The only case where you need to re-run cmake is when you change the compiler after you started a project(MyProject); but even this case is handled by newer CMake versions automatically now (with some yelling :-)).
additional comment responding to comments:
There are cases where you will need to manually re-run cmake, and that is whenever you write your configure scripts so badly that cmake cannot possibly detect files/dependencies you're creating. A typical scenario would be that your first cmake run creates files using e.g. execute_process and you would then include them using file(GLOB ..). This is BAD style and the CMake Docs for file explicitly say
Note: We do not recommend using GLOB to collect a list of source files from your source tree. If no CMakeLists.txt file changes when a source is added or removed then the generated build system cannot know when to ask CMake to regenerate.
Btw this comment also sheds light on the above explained self-invocation by the generated build system :-)
The "proper" way to treat this kind of situations where you create source files during configure time is to use add_custom_command(OUTPUT ...), so that CMake is "aware" of a file being generated and tracks changes correctly. If for some reason you can't/won't use add_custom_command, you can still let CMake know of your file generation using the source file property GENERATED. Any source file with this flag set can be hard-coded into target source files and CMake wont complain about missing files at configure time (and expects this file to be generated some time during the (first!) cmake run.
Looking into this topic for reading the version information from a debian/changelog file (generation phase), I ran in the topic that cmake execution should be triggered as debian/changelog is modified. So I had the need to add debian/changelog to CMAKE_MAKEFILE_DEPENDS.
In my case, debian/changelog is read through execute_process. Execute_process unfortunately gives no possibility to add files processed to CMAKE_MAKEFILE_DEPENDS. But I found that running configure_file will do it. Actually I am really missing something like DEPENDENCIES in execute_process.
However, as I had the need to configure the debian/changelog file for my needs, the solution came implicitly to me.
I actually also found a hint about this in the official documentation of configure_file:
"If the input file is modified the build system will re-run CMake to re-configure the file and generate the build system again."
So using configure_file should be a safe to trigger the re-run of cmake.
From a user perspective, I would expect other commands to extend CMAKE_MAKEFILE_DEPENDS, too. E.g. execute_process (on demand) but also file(READ) (implicitly like configure_file). Perhaps there are others. Each read file is likely to influence the generation phase. As an alternative it would be nice to have a command to just extend the dependency list (hint for the cmake developers, perhaps one comes along).

Is it possible to build binaries for different targets using CMake?

I'm considering to use CMake for projects targeting a microcontroller. I found out how to create a toolchain file and invoke cmake -DCMAKE_TOOLCHAIN_FILE=Path/To/Toolchain.cmake to make CMake do cross-compiling.
However most projects that I work on have also code that must be compiled for the host platform. These are often unit tests or other test tools, which share most part of their code with the binary that will run on the microcontroller. A rare case might be a project that even has two processors having a different instruction architectures, thus needing a host compiler and two different cross compilers.

What you need to do:
(A) List every CMake command the CMake thread mentions by name, giving each command name once.
(B) Echo the CMake thread word for word, everything from "So using configure_file" down to "CMake do cross-compiling.".
The records on this page have no part in this work.

Listing:
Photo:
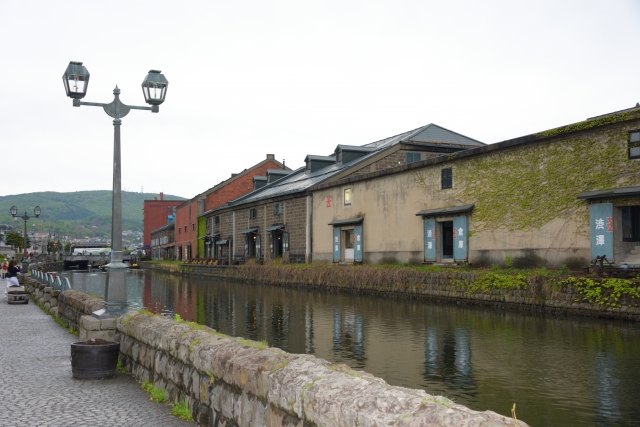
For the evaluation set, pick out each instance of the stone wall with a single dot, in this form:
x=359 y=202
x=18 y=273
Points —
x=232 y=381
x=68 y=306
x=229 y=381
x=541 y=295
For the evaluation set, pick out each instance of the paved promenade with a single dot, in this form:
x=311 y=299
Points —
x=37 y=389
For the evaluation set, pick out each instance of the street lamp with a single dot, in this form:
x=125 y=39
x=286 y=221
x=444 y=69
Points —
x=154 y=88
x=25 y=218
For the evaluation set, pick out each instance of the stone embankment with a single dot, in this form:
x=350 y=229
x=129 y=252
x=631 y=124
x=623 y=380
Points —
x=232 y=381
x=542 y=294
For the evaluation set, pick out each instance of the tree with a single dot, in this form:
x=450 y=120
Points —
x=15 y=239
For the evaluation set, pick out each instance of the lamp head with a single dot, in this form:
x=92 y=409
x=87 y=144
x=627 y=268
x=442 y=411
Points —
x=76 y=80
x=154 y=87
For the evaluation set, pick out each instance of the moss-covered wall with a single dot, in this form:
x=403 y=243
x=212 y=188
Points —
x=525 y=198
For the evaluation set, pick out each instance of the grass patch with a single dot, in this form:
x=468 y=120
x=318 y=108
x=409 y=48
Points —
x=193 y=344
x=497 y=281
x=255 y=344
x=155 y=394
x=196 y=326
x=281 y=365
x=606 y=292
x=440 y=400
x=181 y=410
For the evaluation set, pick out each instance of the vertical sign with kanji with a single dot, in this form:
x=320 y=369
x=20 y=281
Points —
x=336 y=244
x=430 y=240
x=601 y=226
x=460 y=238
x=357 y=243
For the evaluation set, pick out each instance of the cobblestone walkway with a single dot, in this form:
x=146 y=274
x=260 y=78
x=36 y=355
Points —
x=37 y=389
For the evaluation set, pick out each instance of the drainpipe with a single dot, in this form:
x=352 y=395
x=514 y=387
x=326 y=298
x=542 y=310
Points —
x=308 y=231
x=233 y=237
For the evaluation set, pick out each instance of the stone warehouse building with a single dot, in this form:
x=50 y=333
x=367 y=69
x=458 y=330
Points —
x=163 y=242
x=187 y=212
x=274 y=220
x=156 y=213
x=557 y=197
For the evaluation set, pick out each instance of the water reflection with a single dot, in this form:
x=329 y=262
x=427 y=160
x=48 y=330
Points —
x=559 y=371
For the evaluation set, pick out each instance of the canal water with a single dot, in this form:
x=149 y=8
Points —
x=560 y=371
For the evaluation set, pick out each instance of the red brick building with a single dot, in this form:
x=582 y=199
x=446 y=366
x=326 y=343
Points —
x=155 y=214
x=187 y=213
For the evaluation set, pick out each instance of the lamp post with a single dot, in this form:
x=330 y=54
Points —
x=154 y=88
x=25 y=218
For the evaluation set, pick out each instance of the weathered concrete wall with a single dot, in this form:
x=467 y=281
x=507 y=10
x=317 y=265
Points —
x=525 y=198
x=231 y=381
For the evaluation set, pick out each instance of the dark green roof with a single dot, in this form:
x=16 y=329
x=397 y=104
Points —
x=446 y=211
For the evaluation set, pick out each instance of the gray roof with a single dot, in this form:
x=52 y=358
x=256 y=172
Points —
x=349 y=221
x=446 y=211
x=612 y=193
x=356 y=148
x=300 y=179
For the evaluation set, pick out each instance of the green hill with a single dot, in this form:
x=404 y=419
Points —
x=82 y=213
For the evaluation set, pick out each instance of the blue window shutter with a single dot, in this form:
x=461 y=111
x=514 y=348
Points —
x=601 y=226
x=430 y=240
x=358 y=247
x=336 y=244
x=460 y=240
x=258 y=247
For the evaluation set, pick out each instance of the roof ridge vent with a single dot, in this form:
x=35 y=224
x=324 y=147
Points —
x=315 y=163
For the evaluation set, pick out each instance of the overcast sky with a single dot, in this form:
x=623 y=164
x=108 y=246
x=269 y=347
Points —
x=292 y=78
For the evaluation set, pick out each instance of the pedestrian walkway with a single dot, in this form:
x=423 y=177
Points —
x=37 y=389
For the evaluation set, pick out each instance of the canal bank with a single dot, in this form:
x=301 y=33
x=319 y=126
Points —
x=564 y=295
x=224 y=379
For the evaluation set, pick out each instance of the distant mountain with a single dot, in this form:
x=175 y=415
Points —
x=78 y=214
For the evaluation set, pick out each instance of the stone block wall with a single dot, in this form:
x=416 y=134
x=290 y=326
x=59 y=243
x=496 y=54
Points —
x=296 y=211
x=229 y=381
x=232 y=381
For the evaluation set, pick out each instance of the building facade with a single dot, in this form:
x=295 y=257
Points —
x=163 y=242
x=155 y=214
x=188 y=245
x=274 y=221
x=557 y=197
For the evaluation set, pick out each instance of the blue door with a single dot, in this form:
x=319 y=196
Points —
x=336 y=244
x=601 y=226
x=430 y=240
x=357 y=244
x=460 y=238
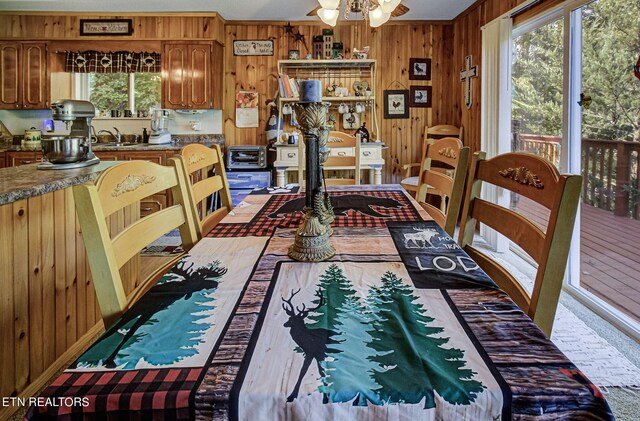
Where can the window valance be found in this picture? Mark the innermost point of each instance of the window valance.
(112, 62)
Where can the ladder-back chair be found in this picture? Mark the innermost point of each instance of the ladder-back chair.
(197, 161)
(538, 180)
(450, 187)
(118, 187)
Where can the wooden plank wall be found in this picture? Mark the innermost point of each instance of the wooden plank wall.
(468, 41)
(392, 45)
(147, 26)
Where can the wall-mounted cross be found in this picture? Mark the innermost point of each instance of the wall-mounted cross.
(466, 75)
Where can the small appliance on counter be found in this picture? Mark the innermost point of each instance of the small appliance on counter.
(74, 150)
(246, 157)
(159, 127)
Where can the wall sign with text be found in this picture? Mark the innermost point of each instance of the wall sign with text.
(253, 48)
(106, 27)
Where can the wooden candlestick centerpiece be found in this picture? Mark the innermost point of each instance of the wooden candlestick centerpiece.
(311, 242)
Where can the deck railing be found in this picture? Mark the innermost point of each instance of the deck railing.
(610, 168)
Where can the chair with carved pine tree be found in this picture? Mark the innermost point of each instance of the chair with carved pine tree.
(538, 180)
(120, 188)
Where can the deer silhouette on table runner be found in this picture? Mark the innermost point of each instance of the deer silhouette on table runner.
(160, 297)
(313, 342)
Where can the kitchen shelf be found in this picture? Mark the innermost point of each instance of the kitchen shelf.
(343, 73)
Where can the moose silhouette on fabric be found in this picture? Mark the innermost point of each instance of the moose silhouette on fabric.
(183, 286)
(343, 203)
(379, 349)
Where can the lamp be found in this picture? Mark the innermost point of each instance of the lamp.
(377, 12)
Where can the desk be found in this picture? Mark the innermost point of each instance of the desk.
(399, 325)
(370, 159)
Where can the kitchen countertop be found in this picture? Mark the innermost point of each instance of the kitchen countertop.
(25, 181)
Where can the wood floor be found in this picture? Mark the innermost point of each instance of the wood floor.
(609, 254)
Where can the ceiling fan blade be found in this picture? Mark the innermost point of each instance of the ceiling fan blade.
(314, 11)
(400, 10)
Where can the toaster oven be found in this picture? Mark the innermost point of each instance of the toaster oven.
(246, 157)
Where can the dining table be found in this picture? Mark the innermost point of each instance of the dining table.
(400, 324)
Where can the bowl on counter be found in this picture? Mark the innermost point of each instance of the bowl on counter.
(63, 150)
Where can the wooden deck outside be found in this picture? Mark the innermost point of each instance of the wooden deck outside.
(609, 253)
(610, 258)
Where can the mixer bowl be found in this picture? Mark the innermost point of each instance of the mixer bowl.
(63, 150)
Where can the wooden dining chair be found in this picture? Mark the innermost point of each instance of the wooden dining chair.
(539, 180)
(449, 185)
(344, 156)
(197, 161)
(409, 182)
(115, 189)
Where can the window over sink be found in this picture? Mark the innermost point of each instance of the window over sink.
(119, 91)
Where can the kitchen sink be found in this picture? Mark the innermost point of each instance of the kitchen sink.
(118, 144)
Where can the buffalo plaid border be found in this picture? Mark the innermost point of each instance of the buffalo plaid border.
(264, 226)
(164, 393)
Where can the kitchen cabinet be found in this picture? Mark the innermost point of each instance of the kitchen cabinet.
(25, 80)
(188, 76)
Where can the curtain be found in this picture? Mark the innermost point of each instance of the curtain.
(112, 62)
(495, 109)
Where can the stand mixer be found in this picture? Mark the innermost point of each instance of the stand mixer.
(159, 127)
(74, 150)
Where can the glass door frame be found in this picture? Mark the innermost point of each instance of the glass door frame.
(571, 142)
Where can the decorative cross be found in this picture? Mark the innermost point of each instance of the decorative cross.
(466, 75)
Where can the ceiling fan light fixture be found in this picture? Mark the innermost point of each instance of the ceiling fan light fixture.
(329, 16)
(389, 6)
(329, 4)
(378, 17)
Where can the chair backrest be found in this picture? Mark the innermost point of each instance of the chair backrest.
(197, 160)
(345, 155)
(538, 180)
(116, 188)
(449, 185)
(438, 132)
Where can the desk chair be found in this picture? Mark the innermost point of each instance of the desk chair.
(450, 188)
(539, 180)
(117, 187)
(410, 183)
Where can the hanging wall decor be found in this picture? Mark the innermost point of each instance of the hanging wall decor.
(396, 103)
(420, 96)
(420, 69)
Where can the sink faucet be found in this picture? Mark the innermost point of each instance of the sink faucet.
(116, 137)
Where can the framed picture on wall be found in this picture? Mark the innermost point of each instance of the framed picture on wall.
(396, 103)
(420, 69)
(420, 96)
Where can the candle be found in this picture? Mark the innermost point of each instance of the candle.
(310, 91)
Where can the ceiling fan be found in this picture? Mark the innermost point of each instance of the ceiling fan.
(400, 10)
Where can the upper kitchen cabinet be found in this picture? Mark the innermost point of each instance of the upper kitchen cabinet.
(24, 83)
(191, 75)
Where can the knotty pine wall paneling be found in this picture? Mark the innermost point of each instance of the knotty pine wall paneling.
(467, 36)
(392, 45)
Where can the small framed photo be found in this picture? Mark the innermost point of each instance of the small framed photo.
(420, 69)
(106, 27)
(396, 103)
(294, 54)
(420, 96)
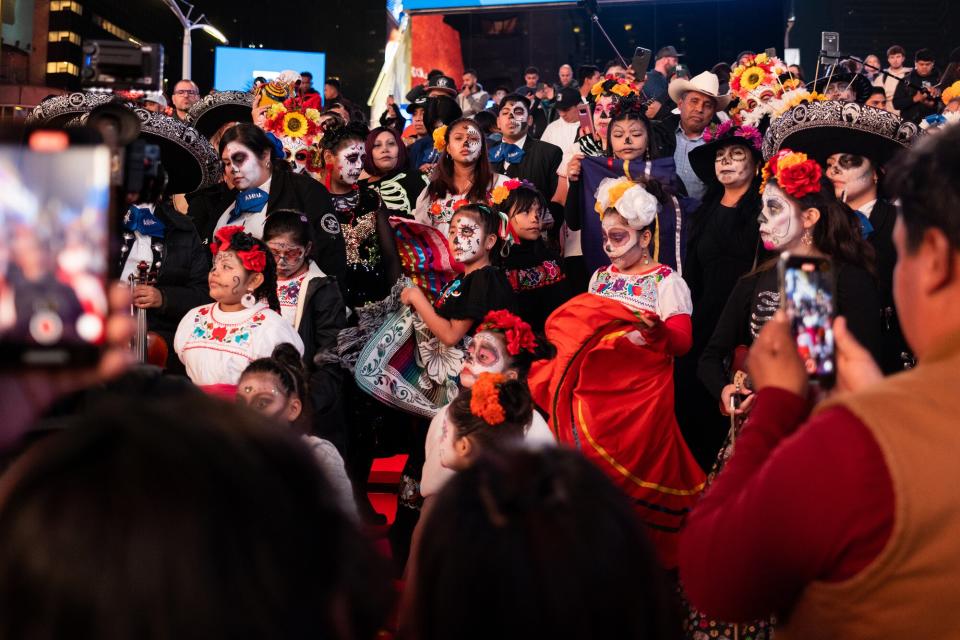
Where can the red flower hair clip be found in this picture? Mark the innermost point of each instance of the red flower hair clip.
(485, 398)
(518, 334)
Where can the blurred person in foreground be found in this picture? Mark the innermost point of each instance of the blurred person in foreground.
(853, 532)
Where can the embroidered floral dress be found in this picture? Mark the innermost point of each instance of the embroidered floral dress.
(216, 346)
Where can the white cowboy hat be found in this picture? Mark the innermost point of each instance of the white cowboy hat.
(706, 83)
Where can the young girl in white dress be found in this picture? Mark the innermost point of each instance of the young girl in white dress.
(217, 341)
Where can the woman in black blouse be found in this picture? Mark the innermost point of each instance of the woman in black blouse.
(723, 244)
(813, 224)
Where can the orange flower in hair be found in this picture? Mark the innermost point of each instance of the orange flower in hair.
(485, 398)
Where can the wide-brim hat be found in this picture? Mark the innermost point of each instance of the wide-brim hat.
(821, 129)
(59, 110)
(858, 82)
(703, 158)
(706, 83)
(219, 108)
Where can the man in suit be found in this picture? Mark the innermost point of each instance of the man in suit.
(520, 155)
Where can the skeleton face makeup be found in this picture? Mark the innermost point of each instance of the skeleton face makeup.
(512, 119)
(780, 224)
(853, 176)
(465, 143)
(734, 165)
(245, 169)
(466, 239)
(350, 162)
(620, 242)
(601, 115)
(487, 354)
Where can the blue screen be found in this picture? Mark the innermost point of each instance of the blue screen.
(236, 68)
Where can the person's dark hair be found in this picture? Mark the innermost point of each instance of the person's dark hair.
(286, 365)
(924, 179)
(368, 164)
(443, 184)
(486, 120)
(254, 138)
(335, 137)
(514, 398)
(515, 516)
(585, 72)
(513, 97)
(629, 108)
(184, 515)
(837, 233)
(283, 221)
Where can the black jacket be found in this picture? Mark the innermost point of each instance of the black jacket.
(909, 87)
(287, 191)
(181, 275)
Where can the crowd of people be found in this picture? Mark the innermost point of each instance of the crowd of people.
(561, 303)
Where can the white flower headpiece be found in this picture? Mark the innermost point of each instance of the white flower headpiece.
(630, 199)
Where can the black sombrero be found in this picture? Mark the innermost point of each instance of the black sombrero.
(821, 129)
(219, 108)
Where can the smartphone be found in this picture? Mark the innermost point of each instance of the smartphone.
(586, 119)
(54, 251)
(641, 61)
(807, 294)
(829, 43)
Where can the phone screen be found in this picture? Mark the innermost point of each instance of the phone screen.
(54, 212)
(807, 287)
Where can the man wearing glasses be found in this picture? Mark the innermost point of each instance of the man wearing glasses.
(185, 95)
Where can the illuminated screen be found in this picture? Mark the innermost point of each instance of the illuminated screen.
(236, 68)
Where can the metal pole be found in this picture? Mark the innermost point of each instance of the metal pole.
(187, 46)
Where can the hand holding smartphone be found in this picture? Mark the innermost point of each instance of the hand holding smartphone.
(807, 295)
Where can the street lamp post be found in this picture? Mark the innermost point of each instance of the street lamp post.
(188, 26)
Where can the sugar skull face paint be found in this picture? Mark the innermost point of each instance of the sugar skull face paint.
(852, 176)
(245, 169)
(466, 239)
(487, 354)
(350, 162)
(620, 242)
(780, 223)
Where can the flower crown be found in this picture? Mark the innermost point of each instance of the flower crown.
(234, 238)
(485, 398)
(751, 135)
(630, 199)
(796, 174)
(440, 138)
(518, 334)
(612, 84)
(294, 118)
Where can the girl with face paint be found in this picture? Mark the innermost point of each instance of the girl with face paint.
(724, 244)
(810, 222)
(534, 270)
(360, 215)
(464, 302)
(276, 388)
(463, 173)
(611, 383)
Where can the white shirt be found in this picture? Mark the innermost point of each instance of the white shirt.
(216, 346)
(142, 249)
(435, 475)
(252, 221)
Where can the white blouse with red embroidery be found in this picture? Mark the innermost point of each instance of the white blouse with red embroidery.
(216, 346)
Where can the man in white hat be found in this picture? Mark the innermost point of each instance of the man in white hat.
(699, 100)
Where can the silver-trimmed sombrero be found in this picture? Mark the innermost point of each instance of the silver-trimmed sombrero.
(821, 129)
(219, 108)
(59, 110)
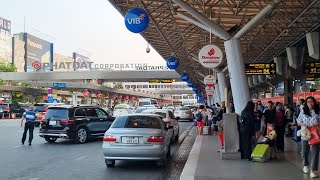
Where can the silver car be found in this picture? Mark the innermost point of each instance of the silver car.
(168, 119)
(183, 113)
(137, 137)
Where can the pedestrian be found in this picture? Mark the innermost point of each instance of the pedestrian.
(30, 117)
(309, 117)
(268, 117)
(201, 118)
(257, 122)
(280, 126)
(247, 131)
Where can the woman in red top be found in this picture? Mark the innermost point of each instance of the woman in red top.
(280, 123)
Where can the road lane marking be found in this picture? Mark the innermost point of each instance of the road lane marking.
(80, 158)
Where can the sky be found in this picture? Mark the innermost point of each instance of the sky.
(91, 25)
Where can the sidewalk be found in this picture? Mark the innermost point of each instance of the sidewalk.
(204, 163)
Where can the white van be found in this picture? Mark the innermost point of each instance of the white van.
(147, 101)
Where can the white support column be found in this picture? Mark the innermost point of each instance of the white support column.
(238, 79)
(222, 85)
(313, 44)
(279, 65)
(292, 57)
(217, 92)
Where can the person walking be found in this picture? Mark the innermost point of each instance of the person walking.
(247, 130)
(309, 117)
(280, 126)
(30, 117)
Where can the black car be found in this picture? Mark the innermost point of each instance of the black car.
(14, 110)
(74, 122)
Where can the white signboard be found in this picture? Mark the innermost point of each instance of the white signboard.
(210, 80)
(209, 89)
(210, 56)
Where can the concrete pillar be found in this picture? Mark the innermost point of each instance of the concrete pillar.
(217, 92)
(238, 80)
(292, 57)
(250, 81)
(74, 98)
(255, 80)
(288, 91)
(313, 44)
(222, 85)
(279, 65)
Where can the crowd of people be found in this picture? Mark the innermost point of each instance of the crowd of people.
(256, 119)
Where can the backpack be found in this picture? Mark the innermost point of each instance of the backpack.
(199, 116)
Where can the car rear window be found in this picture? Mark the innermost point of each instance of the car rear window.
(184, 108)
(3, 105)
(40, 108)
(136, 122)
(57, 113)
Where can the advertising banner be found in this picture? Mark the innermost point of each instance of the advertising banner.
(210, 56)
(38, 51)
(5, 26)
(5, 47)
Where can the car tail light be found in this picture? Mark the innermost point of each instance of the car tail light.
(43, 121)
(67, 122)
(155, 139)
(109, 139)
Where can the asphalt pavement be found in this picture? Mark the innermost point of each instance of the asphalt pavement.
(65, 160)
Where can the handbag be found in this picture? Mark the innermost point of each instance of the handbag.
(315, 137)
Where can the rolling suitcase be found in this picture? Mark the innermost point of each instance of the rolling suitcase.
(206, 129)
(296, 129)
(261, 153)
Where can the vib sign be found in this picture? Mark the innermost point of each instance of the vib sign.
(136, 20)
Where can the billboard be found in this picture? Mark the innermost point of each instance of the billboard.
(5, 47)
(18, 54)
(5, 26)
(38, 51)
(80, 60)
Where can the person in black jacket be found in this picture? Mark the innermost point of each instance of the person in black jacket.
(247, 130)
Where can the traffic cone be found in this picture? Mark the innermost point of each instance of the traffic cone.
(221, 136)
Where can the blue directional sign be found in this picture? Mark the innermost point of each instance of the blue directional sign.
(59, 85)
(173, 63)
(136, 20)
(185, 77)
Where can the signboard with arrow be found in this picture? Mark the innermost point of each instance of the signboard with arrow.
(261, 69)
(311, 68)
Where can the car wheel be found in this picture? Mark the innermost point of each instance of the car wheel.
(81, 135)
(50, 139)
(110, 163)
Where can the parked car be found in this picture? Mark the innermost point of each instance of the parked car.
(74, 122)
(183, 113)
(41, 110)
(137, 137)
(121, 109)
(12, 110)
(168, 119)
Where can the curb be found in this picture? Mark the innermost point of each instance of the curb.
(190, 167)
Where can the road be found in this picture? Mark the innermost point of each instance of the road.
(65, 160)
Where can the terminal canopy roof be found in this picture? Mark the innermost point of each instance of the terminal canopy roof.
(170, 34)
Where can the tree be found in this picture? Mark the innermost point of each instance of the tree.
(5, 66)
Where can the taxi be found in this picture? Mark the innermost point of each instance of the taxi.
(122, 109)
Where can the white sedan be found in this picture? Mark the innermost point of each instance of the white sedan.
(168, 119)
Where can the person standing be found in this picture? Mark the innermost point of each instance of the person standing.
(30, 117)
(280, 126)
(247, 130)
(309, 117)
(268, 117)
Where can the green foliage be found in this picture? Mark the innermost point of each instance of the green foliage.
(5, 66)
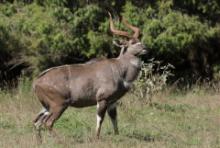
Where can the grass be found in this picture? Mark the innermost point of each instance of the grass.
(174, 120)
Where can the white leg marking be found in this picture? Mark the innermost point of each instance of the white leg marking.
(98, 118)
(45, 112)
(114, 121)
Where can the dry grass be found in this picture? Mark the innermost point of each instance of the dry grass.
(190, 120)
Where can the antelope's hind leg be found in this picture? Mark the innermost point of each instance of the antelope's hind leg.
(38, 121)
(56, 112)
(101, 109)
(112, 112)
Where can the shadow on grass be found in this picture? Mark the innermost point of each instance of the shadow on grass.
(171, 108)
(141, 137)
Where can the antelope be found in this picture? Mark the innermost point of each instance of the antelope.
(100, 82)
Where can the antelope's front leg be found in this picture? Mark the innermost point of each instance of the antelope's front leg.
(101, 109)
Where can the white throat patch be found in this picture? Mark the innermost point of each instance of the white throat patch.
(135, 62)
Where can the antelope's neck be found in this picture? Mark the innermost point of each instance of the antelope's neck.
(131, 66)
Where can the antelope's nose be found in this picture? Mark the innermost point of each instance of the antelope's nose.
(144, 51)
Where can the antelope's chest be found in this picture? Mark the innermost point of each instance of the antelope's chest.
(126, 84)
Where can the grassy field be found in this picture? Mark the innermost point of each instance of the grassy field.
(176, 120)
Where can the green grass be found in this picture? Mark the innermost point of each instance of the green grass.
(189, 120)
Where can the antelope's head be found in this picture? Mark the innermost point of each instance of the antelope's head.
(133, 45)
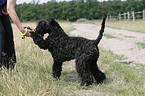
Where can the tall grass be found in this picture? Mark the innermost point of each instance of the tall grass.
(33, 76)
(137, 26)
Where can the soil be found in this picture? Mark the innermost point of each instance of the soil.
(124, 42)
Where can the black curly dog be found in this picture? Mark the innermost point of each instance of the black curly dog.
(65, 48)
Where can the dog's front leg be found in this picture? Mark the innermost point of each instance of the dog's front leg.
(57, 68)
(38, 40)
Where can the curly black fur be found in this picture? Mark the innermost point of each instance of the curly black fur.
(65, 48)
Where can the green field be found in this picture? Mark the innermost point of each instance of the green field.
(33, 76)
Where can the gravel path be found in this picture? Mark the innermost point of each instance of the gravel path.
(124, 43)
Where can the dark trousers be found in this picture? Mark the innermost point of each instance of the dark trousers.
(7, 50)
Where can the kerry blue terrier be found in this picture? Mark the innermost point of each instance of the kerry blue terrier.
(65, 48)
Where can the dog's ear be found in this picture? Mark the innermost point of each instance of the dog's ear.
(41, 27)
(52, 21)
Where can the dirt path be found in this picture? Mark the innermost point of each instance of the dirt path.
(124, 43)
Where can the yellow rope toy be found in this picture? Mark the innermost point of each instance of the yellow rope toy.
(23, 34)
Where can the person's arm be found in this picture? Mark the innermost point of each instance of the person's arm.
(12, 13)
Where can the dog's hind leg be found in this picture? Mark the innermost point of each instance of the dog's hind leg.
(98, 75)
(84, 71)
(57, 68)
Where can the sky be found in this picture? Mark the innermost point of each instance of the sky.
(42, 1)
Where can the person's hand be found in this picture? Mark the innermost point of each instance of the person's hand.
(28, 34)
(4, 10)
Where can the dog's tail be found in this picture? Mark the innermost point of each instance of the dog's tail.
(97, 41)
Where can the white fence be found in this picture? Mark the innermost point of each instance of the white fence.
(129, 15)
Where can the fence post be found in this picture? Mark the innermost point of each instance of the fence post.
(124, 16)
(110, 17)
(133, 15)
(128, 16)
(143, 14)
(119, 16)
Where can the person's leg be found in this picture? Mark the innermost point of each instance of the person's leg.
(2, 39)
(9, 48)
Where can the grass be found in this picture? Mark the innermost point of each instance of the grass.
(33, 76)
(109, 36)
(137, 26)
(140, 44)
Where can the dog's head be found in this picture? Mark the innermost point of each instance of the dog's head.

The replies:
(A)
project
execute_process
file
add_custom_command
configure_file

(B)
So using configure_file should be a safe to trigger the re-run of cmake.
From a user perspective, I would expect other commands to extend CMAKE_MAKEFILE_DEPENDS, too. E.g. execute_process (on demand) but also file(READ) (implicitly like configure_file). Perhaps there are others. Each read file is likely to influence the generation phase. As an alternative it would be nice to have a command to just extend the dependency list (hint for the cmake developers, perhaps one comes along).

Is it possible to build binaries for different targets using CMake?

I'm considering to use CMake for projects targeting a microcontroller. I found out how to create a toolchain file and invoke cmake -DCMAKE_TOOLCHAIN_FILE=Path/To/Toolchain.cmake to make CMake do cross-compiling.